- [Reading text]:
^^^^^^^^
GREECE in the 15th & 16th CENTURIES,

BY THE

REV. A. R. VARDY, M.A.

March 28th, 1882.

THE associations connected with the name of Greece and the part which its people have taken in the intellectual history of the world, naturally give an interest to anything that concerns it. The beginnings of almost all our modern civilisation-of our poetry, history, and oratory, of our sculpture and architecture, of our metaphysical, ethical, and physical science, we trace back to the Greeks. Christianity, though not of Greek origin, is inseparably connected with the Greek language; its early literature was Greek; its doctrines were developed and its Churches were organised under the influence of Greek thought and Greek discipline. We look with interest upon the scene of a great event, upon the representatives of a great family; a like interest attaches to the later history of a country and a race to which in the first instance we owe nearly all the characteristic elements of European progress.

But, independently of this, the period of Greek history with which this paper deals is specially important as marking the transition from medieval to modern times. The society, the politics, the thoughts, which lie on the further side of the fifteenth century belong to the past; those which lie on this side of that century are still living and potent. With the conquest of Constantinople and of Greece by the Ottoman power began that Eastern question which at this hour claims so large a share of public attention. It is well to know something of the time when these changes took

place, of the circumstances that preceded and attended them, and to mark the links in this portion of the chain of universal history.
^^^^^^^^
- [Information shown]:
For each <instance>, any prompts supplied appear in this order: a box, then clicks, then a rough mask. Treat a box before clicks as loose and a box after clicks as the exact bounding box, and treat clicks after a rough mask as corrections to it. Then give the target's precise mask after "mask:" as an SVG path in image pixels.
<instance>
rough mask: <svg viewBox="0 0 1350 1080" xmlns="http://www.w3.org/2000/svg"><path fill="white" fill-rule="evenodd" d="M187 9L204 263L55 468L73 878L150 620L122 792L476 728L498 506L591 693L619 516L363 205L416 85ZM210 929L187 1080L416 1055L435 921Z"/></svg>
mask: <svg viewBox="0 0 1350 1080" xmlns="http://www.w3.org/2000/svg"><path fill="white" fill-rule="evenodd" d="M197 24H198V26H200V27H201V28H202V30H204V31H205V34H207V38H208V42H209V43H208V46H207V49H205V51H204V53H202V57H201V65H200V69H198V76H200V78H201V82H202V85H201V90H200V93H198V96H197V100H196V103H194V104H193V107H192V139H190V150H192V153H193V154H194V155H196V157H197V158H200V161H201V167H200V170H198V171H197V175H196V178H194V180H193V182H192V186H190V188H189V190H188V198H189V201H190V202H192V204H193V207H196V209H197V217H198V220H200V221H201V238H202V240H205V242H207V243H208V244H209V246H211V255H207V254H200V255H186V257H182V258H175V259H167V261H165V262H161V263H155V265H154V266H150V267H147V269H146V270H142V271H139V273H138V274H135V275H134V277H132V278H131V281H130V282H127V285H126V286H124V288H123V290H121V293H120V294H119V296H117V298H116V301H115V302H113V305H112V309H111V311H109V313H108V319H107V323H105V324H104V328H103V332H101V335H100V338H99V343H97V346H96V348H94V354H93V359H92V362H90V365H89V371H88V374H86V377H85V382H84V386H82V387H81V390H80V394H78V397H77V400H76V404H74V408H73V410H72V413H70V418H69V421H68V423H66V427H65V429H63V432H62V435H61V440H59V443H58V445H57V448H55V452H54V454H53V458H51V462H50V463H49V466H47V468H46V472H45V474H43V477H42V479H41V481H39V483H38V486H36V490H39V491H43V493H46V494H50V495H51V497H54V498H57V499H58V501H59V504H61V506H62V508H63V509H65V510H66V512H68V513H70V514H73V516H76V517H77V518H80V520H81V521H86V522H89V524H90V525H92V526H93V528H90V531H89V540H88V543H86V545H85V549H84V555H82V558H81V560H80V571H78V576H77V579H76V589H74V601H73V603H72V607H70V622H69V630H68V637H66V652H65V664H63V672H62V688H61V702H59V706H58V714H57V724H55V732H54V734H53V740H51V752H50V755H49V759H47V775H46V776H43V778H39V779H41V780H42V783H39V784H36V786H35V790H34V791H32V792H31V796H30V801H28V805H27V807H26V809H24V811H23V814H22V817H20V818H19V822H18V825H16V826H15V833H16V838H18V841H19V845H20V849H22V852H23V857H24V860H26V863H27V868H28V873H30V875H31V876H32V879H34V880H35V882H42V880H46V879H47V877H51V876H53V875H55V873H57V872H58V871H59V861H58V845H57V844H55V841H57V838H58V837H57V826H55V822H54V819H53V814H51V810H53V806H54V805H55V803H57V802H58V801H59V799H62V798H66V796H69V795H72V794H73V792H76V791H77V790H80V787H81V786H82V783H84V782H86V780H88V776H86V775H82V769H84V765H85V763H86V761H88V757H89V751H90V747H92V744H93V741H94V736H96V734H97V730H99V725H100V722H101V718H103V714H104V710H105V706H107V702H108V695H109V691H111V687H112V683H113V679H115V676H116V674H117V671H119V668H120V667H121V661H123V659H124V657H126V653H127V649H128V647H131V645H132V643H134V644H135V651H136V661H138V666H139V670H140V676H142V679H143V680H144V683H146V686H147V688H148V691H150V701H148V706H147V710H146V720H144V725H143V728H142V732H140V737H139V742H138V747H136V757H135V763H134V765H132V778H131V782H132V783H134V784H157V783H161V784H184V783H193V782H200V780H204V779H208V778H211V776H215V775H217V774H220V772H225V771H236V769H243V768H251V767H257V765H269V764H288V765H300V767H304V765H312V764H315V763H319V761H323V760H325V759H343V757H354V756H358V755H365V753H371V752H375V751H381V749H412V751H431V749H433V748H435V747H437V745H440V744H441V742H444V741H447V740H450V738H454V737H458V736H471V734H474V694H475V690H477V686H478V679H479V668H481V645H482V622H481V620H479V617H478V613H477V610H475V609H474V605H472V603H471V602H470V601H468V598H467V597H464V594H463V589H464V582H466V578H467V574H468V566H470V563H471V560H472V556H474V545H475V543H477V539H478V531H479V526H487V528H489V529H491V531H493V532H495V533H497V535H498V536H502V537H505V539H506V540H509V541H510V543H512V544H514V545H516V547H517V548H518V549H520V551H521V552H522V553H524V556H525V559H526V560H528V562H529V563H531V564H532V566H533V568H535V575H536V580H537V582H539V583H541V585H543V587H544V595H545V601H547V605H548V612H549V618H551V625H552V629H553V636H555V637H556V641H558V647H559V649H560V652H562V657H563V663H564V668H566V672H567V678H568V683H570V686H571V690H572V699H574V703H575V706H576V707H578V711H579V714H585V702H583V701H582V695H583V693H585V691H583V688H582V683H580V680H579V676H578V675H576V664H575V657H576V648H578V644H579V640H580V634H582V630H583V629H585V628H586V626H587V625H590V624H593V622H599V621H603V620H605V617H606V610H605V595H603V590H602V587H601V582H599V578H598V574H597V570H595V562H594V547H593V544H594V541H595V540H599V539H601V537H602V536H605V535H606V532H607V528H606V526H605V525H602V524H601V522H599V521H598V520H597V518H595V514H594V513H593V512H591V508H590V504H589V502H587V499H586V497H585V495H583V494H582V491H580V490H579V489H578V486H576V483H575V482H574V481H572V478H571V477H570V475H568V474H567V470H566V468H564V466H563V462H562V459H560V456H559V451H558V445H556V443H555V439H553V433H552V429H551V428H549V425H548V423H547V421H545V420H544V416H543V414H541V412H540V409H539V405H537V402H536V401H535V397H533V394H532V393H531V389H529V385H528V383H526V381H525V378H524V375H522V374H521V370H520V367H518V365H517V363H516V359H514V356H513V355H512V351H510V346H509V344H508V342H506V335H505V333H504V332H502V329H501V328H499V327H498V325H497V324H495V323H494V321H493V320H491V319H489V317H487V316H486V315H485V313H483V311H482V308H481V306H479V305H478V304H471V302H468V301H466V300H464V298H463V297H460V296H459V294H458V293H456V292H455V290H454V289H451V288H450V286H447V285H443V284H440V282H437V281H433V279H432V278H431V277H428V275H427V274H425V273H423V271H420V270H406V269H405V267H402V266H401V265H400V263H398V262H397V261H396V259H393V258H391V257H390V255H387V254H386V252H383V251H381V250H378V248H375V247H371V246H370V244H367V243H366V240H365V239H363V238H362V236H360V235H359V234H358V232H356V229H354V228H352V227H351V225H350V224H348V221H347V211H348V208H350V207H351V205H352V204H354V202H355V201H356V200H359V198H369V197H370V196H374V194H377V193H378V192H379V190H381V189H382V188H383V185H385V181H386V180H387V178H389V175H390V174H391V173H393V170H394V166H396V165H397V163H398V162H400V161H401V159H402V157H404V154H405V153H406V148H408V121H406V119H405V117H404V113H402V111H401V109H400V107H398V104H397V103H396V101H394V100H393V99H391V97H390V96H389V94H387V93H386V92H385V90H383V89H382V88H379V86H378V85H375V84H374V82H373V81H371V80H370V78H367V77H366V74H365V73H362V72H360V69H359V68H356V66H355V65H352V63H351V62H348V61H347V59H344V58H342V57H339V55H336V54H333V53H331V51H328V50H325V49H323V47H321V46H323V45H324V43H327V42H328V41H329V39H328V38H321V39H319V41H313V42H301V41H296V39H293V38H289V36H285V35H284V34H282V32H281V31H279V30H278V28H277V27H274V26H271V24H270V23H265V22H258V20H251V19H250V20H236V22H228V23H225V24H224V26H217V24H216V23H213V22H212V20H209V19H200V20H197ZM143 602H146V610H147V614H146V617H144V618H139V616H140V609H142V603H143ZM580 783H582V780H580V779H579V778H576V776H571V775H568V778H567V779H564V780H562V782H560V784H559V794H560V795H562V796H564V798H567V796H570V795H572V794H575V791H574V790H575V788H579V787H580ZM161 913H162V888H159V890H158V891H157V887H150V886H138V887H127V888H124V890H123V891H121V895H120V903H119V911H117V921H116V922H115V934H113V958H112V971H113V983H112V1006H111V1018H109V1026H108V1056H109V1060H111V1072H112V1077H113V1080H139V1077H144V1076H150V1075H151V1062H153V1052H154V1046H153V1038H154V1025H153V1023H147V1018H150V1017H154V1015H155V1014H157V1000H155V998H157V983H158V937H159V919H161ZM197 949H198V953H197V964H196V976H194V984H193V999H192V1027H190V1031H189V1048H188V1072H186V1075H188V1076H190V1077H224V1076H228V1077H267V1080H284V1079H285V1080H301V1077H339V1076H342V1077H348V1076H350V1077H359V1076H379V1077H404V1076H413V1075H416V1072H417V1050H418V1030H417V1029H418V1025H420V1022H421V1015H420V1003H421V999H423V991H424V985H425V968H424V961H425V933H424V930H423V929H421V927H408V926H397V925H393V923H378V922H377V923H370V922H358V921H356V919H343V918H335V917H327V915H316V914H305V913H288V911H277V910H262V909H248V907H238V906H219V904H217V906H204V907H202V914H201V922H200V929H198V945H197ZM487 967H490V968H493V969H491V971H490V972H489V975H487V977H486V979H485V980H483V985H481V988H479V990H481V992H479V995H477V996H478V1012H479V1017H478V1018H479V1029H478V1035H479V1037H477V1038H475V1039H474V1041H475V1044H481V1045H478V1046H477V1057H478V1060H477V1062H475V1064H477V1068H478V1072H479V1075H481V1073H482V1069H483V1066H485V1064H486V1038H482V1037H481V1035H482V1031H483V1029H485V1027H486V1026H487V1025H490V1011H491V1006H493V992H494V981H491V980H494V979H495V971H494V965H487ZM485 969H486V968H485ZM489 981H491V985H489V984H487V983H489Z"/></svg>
^^^^^^^^
- [Required tasks]:
1. List every branch of modern civilization whose beginnings the paper on Greece traces back to the Greeks.
2. Answer these questions from the paper on Greece:
(a) What date appears under the author's name?
(b) What began with the Ottoman conquest of Constantinople and of Greece?
(c) What language is Christianity said to be inseparably connected with?

- [Solutions below]:
1. Poetry, history, oratory, sculpture, architecture, metaphysical science, ethical science, physical science

2.
(a) March 28th, 1882
(b) The Eastern question
(c) The Greek language